Can you turn every line of the items below into a JSON list of strings, with one string per line and blank lines left out?

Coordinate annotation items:
>> begin
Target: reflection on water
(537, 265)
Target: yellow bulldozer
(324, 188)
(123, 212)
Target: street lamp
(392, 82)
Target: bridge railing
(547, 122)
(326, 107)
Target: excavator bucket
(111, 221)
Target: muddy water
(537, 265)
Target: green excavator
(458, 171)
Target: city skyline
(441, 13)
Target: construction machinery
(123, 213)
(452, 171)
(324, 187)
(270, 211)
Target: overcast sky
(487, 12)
>> end
Response to this exercise:
[
  "Target: reflection on water",
  "(537, 265)",
  "Target: yellow bulldozer",
  "(324, 188)",
  "(123, 212)",
  "Target: street lamp",
  "(392, 82)",
  "Target: bridge railing",
  "(547, 122)",
  "(326, 107)",
  "Target: excavator bucket",
  "(111, 221)",
  "Target: muddy water",
  "(537, 265)",
  "Target: green excavator",
  "(458, 171)",
  "Target: city skyline",
  "(441, 13)",
  "Target: construction machinery",
  "(123, 213)",
  "(452, 171)",
  "(324, 187)",
  "(270, 211)",
  "Target: overcast sky",
  "(487, 12)"
]